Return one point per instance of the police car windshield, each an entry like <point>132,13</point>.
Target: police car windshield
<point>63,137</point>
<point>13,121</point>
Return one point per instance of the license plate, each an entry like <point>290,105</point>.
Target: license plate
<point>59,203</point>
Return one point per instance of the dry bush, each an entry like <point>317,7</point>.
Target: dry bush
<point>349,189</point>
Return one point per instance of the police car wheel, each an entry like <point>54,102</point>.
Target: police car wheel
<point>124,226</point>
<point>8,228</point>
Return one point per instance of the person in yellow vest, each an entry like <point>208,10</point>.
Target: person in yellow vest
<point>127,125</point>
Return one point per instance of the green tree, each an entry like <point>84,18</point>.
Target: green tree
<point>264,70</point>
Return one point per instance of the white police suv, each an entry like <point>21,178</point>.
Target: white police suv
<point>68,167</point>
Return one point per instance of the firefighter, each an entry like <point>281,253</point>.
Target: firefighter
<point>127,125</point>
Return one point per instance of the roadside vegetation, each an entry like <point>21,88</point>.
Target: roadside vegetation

What you will do
Copy all the rows above word for word, without changing anything.

Complete output
Return one point per instance of the police car windshield, each an entry like <point>132,13</point>.
Target: police car windshield
<point>63,137</point>
<point>13,121</point>
Return one point per instance of the license plate, each an entry like <point>290,105</point>.
Target: license plate
<point>59,203</point>
Return one point per instance of the dry bush, each an entry like <point>317,7</point>.
Target: dry bush
<point>349,189</point>
Return one point per instance of the police car wheel, each an entry like <point>54,102</point>.
Target: police car wheel
<point>124,226</point>
<point>8,228</point>
Return one point per instance of the person in yellow vest, each an entry like <point>208,10</point>.
Target: person in yellow vest
<point>127,125</point>
Return one point per instance of the green tree, each an entry like <point>84,18</point>.
Target: green tree
<point>264,70</point>
Return one point per instance of the white police suv, each an entry like <point>21,178</point>.
Target: white police suv
<point>68,167</point>
Return one point per instance of the firefighter, each an entry like <point>281,253</point>.
Target: firefighter
<point>127,125</point>
Return one point per instance of the roadside vegetation, each an entry like <point>21,88</point>.
Target: roadside vegetation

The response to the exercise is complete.